Saved data entries:
§

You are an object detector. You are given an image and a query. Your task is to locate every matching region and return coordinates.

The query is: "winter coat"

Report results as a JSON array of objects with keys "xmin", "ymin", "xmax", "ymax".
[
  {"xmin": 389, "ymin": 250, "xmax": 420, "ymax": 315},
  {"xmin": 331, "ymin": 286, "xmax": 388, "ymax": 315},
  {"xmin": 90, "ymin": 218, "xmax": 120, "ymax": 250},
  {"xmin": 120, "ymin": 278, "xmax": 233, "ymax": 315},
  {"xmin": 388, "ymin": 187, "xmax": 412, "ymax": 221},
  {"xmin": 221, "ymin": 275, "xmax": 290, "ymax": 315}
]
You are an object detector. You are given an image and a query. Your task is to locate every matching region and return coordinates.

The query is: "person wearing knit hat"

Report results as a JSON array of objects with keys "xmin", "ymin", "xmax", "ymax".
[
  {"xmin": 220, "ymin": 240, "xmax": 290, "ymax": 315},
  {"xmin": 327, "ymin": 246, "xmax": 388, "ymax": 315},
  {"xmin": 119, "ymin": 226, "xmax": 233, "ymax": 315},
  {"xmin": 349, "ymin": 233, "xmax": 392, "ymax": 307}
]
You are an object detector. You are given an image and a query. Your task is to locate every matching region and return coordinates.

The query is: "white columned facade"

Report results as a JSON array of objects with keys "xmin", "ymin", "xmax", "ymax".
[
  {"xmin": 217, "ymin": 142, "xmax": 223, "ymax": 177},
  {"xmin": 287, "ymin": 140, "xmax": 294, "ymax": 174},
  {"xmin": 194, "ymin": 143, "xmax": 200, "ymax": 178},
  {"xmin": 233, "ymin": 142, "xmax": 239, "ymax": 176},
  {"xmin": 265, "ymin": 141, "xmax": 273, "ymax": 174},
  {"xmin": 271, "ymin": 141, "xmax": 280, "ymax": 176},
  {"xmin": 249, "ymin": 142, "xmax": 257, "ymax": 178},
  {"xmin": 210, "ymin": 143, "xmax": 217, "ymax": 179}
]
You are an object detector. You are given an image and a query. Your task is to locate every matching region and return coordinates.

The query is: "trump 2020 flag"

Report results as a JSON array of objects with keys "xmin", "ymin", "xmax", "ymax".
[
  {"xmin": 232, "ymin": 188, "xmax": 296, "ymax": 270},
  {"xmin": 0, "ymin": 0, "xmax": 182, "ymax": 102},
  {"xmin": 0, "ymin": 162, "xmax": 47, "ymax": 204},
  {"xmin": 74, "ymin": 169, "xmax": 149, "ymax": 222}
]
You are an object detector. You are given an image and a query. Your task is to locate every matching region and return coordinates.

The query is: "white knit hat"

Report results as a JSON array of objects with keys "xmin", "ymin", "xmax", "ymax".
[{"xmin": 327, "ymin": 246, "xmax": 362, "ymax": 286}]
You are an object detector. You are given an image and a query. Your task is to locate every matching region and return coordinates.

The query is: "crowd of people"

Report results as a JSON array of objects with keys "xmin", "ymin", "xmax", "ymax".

§

» The request
Report how many lines of the records contain the string "white". Give only the number.

» Result of this exercise
2